What to work on: Pull out every line in the entries below that contains the string "positive", copying each one in full. Case counts.
══ Data excerpts
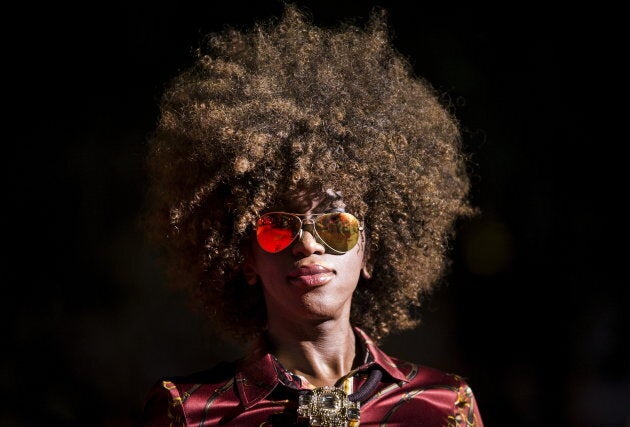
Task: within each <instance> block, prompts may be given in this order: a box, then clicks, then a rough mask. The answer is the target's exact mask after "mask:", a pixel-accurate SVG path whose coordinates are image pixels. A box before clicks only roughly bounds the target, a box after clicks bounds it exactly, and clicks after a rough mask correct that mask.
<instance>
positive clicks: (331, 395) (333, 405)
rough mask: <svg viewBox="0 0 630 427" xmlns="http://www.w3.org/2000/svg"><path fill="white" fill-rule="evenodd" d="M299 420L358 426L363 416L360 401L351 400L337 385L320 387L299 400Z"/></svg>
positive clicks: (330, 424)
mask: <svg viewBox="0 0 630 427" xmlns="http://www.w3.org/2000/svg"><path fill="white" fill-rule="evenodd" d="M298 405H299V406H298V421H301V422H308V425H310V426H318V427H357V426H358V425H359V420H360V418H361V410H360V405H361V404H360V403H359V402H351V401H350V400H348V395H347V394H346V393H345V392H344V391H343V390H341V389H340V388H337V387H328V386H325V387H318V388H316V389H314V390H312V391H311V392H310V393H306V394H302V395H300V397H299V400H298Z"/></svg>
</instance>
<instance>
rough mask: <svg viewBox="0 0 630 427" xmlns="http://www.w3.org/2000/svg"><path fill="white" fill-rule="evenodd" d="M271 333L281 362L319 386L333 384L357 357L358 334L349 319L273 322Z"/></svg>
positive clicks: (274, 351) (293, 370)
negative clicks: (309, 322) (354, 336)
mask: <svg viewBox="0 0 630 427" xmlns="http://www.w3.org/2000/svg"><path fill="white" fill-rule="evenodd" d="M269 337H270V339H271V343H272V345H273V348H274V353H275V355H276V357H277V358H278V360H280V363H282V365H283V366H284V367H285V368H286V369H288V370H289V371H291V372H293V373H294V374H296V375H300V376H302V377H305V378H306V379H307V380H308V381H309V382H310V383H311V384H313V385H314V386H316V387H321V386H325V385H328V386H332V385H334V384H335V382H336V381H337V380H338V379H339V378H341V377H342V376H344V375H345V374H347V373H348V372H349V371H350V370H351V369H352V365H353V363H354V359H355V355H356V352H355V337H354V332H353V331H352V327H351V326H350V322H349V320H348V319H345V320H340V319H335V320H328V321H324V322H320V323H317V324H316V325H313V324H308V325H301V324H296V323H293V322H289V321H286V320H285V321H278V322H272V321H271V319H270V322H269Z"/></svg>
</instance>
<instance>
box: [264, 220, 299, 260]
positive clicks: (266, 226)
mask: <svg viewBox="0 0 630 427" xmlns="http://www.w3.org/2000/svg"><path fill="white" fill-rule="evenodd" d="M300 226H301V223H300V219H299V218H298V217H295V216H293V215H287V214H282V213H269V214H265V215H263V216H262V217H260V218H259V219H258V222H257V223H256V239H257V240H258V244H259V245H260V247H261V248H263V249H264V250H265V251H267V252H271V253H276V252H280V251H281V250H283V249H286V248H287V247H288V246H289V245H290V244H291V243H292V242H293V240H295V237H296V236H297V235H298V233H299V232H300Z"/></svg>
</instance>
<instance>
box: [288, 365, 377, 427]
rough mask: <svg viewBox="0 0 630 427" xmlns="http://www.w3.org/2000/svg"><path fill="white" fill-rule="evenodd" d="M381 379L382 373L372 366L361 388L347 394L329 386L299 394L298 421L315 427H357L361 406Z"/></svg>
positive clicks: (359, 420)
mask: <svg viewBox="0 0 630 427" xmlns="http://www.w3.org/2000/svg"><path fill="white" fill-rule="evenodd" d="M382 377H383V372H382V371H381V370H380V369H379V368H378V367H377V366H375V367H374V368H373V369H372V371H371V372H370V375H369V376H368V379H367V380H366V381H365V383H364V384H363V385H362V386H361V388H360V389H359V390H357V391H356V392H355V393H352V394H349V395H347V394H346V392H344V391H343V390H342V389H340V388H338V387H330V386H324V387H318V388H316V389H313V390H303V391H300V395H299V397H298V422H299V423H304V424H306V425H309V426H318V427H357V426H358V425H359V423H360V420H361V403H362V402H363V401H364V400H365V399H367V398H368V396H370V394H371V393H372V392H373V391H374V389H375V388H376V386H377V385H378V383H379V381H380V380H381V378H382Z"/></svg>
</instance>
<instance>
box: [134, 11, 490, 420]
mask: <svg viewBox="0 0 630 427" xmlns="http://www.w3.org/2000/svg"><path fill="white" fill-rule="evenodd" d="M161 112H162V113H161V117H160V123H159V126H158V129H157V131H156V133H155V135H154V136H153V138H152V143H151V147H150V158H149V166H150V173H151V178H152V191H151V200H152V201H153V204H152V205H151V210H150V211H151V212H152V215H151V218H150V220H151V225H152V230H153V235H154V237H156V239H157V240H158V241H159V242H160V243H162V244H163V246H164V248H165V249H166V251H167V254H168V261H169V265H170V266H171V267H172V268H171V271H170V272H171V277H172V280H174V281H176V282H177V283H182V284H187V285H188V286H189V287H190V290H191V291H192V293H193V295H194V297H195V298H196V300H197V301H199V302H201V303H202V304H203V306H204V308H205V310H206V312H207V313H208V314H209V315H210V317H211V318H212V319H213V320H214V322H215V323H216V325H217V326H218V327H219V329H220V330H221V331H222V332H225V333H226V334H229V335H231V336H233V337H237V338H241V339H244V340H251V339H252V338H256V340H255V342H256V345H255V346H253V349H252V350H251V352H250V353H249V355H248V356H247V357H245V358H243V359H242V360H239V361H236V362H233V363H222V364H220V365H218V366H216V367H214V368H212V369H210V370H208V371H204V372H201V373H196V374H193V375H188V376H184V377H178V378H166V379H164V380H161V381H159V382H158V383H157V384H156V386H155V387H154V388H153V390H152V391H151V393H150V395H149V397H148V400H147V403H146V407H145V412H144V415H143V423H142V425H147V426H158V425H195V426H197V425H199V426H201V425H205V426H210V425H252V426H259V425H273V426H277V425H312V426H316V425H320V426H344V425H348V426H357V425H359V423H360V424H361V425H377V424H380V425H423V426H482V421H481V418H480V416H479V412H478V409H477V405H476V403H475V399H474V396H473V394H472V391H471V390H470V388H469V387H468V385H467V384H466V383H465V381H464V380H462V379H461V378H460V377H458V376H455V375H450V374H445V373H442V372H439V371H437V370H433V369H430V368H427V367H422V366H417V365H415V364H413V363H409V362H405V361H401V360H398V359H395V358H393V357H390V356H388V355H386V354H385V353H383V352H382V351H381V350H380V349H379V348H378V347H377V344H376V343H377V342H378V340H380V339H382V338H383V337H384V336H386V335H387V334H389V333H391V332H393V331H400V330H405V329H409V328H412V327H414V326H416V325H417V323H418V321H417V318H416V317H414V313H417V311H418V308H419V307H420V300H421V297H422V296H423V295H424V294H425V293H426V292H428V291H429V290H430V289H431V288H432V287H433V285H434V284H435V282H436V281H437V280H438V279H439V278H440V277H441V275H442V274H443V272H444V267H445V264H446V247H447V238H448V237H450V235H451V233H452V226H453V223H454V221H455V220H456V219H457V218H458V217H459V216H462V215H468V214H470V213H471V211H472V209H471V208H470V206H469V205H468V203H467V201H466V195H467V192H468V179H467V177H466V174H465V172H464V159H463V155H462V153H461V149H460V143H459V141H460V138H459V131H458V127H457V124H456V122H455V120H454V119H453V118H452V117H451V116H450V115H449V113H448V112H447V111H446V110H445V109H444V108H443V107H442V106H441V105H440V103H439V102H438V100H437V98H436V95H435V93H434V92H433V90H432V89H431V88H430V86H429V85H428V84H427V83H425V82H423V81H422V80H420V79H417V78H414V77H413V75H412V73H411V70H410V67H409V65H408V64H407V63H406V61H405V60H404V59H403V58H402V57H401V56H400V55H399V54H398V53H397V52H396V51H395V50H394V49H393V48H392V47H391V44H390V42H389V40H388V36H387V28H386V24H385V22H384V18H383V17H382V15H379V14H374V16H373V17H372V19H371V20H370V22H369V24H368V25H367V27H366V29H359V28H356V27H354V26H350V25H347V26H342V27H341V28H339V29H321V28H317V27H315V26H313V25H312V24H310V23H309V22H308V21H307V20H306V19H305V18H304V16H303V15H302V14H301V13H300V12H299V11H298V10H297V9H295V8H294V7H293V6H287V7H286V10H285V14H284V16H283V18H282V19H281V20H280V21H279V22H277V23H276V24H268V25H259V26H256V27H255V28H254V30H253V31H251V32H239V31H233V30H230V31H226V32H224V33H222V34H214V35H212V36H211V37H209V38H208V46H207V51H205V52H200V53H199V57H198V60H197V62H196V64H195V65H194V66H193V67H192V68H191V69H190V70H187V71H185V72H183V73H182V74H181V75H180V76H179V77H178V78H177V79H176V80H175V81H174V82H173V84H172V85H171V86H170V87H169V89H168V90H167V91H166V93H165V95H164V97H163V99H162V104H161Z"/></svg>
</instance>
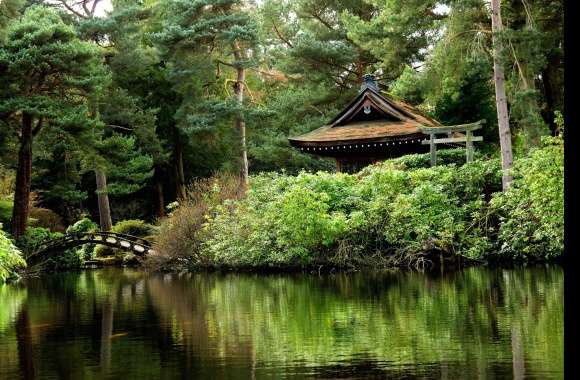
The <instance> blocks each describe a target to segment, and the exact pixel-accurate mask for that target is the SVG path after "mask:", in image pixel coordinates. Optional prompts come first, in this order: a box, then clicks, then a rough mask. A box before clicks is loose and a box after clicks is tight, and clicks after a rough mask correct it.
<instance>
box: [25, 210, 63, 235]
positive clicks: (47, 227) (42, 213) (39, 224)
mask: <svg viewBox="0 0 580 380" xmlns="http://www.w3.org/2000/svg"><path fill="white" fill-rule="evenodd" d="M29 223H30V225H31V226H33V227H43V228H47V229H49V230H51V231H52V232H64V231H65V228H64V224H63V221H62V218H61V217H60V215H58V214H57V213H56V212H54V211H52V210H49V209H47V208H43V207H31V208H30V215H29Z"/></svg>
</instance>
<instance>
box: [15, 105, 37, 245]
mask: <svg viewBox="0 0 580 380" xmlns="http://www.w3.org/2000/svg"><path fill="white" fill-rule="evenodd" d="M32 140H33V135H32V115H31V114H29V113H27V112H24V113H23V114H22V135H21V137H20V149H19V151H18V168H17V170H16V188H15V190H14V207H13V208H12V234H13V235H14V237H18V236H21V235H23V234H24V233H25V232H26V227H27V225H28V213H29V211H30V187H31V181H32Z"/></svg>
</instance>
════
Finished task:
positive clicks: (331, 395) (333, 405)
positive clicks: (330, 424)
positive clicks: (274, 351) (293, 370)
positive clicks: (266, 226)
positive clicks: (359, 420)
positive clicks: (47, 227) (42, 213) (39, 224)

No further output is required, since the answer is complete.